Written instruction: Every entry here needs to be repeated exactly.

Material provided:
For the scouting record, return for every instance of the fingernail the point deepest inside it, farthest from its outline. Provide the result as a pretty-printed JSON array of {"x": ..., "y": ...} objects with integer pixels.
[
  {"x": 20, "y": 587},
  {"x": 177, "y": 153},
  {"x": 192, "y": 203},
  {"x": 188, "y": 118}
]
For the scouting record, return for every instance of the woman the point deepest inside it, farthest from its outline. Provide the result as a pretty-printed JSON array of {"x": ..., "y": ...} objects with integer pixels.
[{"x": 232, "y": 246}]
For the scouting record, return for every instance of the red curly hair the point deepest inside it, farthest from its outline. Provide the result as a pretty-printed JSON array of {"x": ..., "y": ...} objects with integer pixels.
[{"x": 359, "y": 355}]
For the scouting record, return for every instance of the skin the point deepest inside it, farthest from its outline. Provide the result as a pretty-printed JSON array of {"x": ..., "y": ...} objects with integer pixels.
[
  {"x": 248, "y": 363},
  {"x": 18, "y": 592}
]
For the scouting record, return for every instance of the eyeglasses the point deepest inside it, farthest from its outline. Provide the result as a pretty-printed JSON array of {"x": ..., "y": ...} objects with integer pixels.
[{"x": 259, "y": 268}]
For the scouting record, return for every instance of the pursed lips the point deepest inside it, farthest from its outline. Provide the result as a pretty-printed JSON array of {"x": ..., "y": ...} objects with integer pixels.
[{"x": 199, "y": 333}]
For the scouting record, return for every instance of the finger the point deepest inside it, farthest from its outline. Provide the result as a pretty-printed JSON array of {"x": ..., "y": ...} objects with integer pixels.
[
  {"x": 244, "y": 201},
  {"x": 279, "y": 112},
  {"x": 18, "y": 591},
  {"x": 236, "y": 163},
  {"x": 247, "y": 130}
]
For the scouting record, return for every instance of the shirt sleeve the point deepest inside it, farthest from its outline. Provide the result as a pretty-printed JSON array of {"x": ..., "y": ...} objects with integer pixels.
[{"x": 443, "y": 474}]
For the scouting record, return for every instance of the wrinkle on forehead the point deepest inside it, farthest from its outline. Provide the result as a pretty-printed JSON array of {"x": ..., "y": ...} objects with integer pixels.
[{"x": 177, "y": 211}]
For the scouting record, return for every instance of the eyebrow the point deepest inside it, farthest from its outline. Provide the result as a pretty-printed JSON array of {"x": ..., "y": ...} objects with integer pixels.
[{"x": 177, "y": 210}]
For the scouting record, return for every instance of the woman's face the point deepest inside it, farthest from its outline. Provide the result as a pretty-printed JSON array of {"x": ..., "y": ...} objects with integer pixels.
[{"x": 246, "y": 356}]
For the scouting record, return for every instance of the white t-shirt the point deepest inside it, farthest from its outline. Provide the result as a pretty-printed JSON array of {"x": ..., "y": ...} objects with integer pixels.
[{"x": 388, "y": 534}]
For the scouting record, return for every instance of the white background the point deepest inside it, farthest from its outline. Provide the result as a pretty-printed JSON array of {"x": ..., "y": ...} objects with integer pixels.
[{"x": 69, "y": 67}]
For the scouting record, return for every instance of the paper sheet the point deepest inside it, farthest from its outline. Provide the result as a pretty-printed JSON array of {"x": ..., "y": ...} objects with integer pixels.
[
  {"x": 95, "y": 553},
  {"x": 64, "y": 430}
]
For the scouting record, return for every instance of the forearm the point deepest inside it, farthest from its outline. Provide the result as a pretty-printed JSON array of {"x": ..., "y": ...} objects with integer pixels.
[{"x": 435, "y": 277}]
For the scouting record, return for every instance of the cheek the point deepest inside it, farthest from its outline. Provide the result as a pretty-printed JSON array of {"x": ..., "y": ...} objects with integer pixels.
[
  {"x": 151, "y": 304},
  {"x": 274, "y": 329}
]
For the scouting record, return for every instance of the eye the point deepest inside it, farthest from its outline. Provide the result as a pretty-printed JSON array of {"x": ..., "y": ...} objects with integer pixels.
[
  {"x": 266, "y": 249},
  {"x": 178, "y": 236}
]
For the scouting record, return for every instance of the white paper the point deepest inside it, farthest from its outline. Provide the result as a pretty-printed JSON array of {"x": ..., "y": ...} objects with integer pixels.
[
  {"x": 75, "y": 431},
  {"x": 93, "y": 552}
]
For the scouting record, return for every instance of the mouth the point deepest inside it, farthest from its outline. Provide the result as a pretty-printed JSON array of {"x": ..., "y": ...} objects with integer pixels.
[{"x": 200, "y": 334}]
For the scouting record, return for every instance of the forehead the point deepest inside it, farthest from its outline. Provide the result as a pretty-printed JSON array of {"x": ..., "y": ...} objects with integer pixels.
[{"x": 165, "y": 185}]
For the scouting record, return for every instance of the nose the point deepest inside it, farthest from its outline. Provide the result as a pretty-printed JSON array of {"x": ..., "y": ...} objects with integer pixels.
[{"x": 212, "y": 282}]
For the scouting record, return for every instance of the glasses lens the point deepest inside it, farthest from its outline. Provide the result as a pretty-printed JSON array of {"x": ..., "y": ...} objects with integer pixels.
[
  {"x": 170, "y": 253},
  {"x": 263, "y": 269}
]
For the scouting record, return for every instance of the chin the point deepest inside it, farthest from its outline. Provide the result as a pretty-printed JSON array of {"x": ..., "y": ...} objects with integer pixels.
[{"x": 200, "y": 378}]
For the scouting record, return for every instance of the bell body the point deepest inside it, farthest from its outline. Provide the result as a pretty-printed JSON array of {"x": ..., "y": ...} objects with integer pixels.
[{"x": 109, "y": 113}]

Full response:
For the scouting record, return for every instance of the fingernail the point deepest inside it, farthest from its outline. Provide the result as a pretty-printed JSON array of {"x": ..., "y": ...} objects with integer pixels.
[
  {"x": 20, "y": 587},
  {"x": 177, "y": 153},
  {"x": 192, "y": 203},
  {"x": 188, "y": 118}
]
For the scouting record, return for every instance of the woman the point deepest inside it, farthest from its outline. Provide the result as a pretty-printed JSON array of {"x": ..., "y": ...} objects with integer pixels.
[{"x": 232, "y": 246}]
For the scouting record, return for every instance of the red curly hair the point deepest inside it, farthest from its outline. Provide the result as a pretty-printed JSON array of {"x": ..., "y": ...} objects with integer pixels.
[{"x": 359, "y": 355}]
For the scouting record, return for every instance of the skin the point deepest inside it, farthest from its outline. Provide the result as a pretty-printed JSON array of {"x": ..., "y": ...} objects with integer pixels.
[
  {"x": 248, "y": 363},
  {"x": 18, "y": 592}
]
For the scouting record, return for every instance of the eyeglasses the point deepest inside it, farthest from its outline. Provide the result as a pretty-printed JSON array of {"x": ..., "y": ...} objects with integer pixels.
[{"x": 259, "y": 268}]
For the scouting record, return for every instance of the pursed lips the point deepest inside it, farthest from its outline. Provide the result as a pretty-printed JSON array of {"x": ..., "y": ...} objects with integer pixels.
[{"x": 199, "y": 333}]
For the scouting record, return for every instance of the finger the point deepest inside it, farthest from its outline. Provide the result as a pretty-printed JSON array of {"x": ..., "y": ...} objects with integer pixels.
[
  {"x": 244, "y": 201},
  {"x": 279, "y": 112},
  {"x": 18, "y": 591},
  {"x": 236, "y": 163},
  {"x": 247, "y": 130}
]
For the scouting record, return for every instance of the shirt sleeve the point deepest inside it, farthest from its outline. Provide the result as a pretty-printed JSON array of {"x": ..., "y": ...} objects with integer pixels.
[{"x": 443, "y": 474}]
For the scouting record, return for every instance of the wrinkle on forehead the point deepest inside it, farthest from its outline. Provide the result as a pretty-printed JSON array of {"x": ..., "y": ...} objects with integer pixels.
[{"x": 177, "y": 211}]
For the scouting record, return for every instance of the eyebrow the point deepest inside it, farthest from its outline. Provide the result as a pretty-printed JSON array of {"x": ..., "y": ...} objects with integer pixels.
[{"x": 177, "y": 210}]
For the scouting record, return for every instance of the woman's face the point deepest inside it, farthest from its outline. Provide the result as a pretty-printed JSON array of {"x": ..., "y": ...} objects with integer pixels.
[{"x": 246, "y": 356}]
For the scouting record, return for every instance of the white t-shirt the point deepest inside it, farthest from its outline. Provide the result as a pretty-printed JSON array of {"x": ..., "y": ...} objects with integer pixels.
[{"x": 388, "y": 534}]
For the scouting record, return for every instance of the white background the point deepest inside it, farthest from its outline. Provide the result as a pretty-printed JSON array of {"x": ..., "y": ...} objects with integer pixels.
[{"x": 69, "y": 67}]
For the scouting record, return for every instance of the paper sheet the point deepest inside it, farthest from its outline. Provide the result as a pretty-printed JSON array of {"x": ..., "y": ...} objects with integer pixels.
[
  {"x": 95, "y": 553},
  {"x": 64, "y": 430}
]
For the scouting record, return for every instance of the forearm the point deepest inside it, farthest from its outline. Provide the result as a pretty-printed JSON array of {"x": ..., "y": ...} objects with integer pixels.
[{"x": 435, "y": 277}]
For the scouting record, return for every instance of the cheek the point deepest inside it, farthest from its outline. Provide the result as a pretty-printed JSON array of {"x": ..., "y": ...} objects with integer pixels.
[
  {"x": 151, "y": 304},
  {"x": 274, "y": 329}
]
For the scouting record, return for every instance of the eye the point deepest inside it, farthest from its outline. Provide the result as a pretty-printed JSON array of {"x": ..., "y": ...} objects with integer pixels.
[
  {"x": 266, "y": 249},
  {"x": 178, "y": 236}
]
For the scouting record, return for every instance of the white paper the point deepest inside it, farthest from its outline. Provide the result as a pretty-printed JSON array of {"x": ..., "y": ...} objects with integer pixels.
[
  {"x": 75, "y": 431},
  {"x": 93, "y": 552}
]
For the scouting record, return for every instance of the mouth the point deepest inside it, farthest from its outline. Provide the result as a pretty-printed JSON array of {"x": ..., "y": ...} objects with integer pixels.
[{"x": 200, "y": 334}]
For the scouting record, return for every instance of the forehead the point deepest inside it, farthest from its outline. Provide the result as a pretty-printed JSON array of {"x": ..., "y": ...} objects with integer pixels.
[{"x": 165, "y": 185}]
For the scouting record, return for every instance of the nose the point deepest inside it, farthest from its outline. Provide the result as a pretty-printed JSON array of {"x": ..., "y": ...} objects with integer pixels.
[{"x": 212, "y": 282}]
For the scouting record, return for every instance of the glasses lens the point deepest inside it, farthest from its outline. Provide the result as a pretty-printed JSON array of {"x": ..., "y": ...} objects with integer pixels.
[
  {"x": 170, "y": 253},
  {"x": 263, "y": 269}
]
For the scouting record, return for every instance of the chin the point deepest inside it, farthest from its outline. Provide the result as a pretty-printed JSON array of {"x": ..., "y": ...} objects with integer pixels.
[{"x": 200, "y": 378}]
For the scouting record, return for every instance of the bell body the point deepest inside it, farthest from its outline. Provide the result as a pretty-printed JSON array of {"x": ..., "y": ...} objects with integer pixels.
[{"x": 109, "y": 113}]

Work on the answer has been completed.